What the exercise asks: Repeat precisely, and only, the lines between the line containing "TARGET = woman's boot" and the end of the listing below, both ends included.

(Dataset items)
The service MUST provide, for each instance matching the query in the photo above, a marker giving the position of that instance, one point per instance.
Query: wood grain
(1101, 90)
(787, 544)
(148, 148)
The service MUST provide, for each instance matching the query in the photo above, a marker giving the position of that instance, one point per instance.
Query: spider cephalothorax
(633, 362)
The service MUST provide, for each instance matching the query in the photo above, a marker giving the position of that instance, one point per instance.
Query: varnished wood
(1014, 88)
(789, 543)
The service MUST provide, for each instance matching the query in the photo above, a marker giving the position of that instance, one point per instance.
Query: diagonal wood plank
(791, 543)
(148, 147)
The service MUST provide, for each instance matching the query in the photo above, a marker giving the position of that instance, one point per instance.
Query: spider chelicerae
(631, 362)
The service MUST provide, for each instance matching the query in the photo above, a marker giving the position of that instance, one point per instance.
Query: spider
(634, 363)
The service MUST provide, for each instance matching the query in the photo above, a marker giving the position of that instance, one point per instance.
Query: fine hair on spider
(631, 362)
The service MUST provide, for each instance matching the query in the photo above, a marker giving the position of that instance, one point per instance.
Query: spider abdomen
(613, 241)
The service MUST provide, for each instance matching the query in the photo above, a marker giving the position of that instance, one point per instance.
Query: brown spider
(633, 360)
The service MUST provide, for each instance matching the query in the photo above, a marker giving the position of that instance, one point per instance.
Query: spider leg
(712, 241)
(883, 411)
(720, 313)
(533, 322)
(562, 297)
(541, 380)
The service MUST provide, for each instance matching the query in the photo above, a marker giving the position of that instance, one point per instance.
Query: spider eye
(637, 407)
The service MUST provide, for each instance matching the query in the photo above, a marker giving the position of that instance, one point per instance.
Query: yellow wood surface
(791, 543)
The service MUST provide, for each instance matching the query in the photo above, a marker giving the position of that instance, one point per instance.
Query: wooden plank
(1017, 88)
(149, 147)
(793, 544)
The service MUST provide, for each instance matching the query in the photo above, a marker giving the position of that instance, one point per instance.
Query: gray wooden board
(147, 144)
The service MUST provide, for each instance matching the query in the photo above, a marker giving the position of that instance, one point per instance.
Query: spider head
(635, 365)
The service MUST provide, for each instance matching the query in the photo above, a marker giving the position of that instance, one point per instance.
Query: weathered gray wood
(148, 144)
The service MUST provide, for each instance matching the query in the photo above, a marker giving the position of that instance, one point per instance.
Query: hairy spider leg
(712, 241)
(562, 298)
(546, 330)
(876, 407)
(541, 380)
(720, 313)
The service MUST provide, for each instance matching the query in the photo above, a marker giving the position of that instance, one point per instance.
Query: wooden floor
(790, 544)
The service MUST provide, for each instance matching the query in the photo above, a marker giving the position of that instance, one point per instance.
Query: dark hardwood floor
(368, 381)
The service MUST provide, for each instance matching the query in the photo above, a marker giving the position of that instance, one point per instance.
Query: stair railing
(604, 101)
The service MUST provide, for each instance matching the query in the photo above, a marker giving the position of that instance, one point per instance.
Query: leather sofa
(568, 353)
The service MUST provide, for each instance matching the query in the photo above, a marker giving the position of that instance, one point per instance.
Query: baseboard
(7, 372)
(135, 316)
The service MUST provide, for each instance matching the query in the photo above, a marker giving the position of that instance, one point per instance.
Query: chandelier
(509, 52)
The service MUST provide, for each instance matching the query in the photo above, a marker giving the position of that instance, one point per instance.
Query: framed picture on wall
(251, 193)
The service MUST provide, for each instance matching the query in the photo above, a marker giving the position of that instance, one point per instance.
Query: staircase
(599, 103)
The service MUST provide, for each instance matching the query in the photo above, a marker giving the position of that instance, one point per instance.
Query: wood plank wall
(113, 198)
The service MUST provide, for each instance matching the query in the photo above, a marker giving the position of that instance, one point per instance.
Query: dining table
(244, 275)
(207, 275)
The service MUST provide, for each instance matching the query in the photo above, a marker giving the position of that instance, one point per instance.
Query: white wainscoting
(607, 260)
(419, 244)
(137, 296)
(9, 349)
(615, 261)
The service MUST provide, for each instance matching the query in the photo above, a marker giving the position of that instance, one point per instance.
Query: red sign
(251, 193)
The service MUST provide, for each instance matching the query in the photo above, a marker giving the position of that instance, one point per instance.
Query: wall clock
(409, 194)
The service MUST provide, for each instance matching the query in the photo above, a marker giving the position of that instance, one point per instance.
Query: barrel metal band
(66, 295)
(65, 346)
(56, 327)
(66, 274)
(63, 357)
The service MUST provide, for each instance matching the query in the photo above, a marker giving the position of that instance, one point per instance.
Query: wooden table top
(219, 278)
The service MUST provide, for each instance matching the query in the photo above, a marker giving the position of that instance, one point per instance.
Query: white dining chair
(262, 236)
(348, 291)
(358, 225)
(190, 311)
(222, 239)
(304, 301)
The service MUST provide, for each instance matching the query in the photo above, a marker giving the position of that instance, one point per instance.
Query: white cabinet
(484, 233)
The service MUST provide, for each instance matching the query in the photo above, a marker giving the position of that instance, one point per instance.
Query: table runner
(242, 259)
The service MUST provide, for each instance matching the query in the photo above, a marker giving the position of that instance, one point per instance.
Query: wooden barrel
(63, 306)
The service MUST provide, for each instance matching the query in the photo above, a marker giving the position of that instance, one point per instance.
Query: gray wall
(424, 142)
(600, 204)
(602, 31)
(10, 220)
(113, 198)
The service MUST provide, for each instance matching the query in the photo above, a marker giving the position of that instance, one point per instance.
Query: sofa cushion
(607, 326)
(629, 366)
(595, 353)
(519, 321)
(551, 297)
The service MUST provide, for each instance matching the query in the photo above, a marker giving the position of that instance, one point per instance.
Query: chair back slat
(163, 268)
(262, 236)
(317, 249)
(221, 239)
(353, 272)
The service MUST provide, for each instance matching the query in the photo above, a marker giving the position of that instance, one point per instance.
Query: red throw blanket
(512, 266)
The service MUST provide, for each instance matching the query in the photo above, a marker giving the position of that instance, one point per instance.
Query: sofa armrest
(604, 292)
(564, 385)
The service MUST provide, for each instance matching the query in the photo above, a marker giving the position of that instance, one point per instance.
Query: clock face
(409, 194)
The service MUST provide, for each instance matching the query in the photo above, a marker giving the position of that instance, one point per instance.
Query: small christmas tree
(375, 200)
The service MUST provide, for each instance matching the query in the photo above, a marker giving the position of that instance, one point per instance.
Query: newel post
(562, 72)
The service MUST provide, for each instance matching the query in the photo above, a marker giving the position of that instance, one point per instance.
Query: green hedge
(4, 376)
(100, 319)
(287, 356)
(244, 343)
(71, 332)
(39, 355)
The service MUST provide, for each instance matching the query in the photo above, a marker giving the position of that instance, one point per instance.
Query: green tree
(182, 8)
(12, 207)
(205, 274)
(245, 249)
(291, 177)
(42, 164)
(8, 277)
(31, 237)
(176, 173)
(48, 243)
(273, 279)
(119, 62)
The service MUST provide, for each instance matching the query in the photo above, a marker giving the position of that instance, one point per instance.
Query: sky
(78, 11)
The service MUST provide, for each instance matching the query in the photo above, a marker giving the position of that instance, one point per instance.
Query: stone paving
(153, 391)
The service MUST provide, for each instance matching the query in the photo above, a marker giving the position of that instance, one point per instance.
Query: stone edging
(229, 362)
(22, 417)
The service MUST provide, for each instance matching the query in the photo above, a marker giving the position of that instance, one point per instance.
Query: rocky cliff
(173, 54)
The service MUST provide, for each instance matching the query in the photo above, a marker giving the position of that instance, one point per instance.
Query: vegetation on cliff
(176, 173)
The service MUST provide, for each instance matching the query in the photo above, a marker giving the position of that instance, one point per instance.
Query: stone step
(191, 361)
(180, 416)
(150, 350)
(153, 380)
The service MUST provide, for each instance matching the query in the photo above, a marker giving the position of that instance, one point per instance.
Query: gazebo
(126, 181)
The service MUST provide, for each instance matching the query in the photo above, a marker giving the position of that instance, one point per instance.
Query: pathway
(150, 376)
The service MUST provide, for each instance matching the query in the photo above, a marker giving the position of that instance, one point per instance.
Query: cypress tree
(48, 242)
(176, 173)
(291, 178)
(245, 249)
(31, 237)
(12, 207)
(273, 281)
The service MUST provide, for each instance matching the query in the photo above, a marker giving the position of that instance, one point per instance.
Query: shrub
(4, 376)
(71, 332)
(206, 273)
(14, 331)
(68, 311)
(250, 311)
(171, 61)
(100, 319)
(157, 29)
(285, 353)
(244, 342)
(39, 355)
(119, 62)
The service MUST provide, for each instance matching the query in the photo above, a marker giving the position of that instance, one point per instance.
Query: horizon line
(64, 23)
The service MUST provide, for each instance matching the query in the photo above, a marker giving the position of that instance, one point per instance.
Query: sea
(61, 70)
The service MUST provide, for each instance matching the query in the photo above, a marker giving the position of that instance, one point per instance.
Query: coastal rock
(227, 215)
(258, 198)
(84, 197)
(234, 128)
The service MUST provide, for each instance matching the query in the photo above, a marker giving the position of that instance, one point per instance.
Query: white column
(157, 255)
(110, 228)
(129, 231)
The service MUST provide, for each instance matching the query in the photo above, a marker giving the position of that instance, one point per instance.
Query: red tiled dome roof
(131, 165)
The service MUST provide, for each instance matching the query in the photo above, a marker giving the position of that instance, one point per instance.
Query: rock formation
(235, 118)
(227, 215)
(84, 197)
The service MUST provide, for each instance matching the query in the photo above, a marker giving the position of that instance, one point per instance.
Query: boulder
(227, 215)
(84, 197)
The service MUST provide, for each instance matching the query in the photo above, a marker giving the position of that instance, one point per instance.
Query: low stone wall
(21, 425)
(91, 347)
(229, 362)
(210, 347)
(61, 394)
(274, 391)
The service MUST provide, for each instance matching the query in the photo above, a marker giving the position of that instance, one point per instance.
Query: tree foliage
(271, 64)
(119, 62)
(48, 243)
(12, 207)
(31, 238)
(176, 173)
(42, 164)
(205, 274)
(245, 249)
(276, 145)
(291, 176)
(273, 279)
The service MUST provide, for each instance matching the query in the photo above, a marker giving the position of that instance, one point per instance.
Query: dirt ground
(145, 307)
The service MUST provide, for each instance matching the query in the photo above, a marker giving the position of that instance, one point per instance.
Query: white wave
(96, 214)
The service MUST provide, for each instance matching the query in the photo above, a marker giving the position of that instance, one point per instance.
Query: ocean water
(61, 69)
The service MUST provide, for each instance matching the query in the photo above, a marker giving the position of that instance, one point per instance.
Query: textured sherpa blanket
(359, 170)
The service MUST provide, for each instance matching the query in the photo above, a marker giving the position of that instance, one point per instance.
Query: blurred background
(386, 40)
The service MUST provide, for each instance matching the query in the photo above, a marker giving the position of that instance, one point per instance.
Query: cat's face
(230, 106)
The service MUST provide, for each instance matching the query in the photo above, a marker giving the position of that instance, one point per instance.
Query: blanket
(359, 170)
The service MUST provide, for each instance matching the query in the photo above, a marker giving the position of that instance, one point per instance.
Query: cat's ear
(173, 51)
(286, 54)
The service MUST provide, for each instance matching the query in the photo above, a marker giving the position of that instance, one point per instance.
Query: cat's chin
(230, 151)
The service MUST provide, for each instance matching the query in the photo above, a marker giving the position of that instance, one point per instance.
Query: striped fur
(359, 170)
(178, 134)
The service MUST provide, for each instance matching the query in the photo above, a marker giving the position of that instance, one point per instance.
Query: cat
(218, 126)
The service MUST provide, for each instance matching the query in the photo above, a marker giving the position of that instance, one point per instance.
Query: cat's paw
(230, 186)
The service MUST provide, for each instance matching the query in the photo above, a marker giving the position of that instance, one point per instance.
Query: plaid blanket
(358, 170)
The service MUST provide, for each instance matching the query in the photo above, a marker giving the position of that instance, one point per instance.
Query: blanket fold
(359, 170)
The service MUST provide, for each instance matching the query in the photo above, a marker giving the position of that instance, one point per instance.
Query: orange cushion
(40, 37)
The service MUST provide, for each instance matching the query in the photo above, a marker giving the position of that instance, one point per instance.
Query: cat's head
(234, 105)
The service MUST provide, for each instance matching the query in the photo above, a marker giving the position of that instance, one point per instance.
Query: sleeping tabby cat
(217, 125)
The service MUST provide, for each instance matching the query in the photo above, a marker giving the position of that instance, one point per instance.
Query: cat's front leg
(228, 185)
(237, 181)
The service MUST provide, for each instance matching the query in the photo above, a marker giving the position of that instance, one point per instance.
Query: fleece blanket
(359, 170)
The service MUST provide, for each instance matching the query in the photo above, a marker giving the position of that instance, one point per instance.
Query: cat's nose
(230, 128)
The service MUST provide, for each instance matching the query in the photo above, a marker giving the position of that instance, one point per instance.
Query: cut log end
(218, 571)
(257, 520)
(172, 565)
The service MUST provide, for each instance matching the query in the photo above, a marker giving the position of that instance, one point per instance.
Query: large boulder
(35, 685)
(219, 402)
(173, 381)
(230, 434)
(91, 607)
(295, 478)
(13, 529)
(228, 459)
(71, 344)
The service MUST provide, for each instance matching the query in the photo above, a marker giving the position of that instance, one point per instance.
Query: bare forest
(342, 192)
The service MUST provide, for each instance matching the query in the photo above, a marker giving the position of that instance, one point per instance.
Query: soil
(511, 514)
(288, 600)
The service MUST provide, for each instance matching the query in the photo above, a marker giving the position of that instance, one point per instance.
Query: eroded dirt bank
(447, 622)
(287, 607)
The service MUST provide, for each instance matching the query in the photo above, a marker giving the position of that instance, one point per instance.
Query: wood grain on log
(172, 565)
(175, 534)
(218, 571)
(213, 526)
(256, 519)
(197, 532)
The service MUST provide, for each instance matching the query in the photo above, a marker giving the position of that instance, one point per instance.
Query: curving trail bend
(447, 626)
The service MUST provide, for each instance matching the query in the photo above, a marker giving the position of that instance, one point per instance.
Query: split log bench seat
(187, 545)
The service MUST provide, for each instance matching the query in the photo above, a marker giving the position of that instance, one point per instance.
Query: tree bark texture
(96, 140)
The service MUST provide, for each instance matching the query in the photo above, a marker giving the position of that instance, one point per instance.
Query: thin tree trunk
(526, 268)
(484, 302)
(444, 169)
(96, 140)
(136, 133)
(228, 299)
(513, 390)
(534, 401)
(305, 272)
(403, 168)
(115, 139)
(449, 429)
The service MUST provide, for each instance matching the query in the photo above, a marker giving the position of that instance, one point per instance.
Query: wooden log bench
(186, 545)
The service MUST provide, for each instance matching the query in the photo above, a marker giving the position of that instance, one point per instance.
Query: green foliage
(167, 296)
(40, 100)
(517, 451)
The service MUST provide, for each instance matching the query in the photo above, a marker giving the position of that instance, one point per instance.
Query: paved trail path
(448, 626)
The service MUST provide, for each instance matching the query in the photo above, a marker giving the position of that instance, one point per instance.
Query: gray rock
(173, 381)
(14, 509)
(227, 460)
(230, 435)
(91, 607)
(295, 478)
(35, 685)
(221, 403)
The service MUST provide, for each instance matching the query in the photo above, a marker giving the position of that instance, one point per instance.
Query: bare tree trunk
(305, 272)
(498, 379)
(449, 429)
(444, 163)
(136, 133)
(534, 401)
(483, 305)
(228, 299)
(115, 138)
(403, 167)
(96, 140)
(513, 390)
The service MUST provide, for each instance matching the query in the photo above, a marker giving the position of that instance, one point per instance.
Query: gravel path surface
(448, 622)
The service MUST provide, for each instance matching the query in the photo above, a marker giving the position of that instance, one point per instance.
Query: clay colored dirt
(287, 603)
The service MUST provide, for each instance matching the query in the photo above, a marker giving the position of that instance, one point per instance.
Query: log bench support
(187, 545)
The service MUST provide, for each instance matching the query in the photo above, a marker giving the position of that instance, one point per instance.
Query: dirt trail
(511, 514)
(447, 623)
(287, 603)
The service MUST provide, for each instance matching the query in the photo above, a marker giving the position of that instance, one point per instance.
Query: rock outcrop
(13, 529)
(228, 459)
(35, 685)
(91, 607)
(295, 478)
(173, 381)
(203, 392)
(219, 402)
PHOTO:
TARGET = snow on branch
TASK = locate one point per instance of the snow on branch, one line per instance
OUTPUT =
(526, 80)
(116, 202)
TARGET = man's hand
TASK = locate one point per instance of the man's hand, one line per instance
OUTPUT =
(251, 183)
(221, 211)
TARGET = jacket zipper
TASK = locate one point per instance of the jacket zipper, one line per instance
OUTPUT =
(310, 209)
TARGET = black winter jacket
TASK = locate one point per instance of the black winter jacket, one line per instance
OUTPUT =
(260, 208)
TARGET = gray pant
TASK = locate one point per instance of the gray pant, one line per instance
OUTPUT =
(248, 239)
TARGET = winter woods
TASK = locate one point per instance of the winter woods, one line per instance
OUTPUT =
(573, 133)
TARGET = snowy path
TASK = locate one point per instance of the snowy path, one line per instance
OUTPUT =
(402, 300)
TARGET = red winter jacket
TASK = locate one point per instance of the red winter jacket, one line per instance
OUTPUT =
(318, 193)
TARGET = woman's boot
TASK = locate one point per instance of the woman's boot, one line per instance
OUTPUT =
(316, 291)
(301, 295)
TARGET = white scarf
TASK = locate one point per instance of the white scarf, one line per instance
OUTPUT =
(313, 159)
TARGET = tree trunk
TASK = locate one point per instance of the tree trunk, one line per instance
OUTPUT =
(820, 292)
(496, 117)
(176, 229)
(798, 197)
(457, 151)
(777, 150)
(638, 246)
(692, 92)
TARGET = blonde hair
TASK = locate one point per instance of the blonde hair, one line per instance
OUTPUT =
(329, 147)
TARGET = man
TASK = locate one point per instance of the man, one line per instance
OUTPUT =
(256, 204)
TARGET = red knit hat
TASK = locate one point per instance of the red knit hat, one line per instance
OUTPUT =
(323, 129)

Exercise output:
TARGET = woman's boot
TASK = locate one point per instance of the woman's boot, one line per instance
OUTPUT =
(316, 291)
(301, 295)
TARGET = white scarf
TASK = locate one point per instance of the white scarf, one line per instance
OUTPUT =
(313, 159)
TARGET = tree trunk
TASK = locate one point per instance of the tree trunk, one line per instance
OUTPUT =
(820, 292)
(496, 117)
(176, 229)
(798, 197)
(457, 151)
(777, 150)
(638, 246)
(692, 92)
TARGET = blonde hair
TASK = locate one point per instance of the blonde hair, one line per instance
OUTPUT =
(329, 147)
TARGET = man
TASK = locate one point per instance of the man, one line per instance
OUTPUT =
(256, 204)
TARGET = red knit hat
TASK = locate one point per instance of the red knit hat, one line per instance
OUTPUT =
(323, 129)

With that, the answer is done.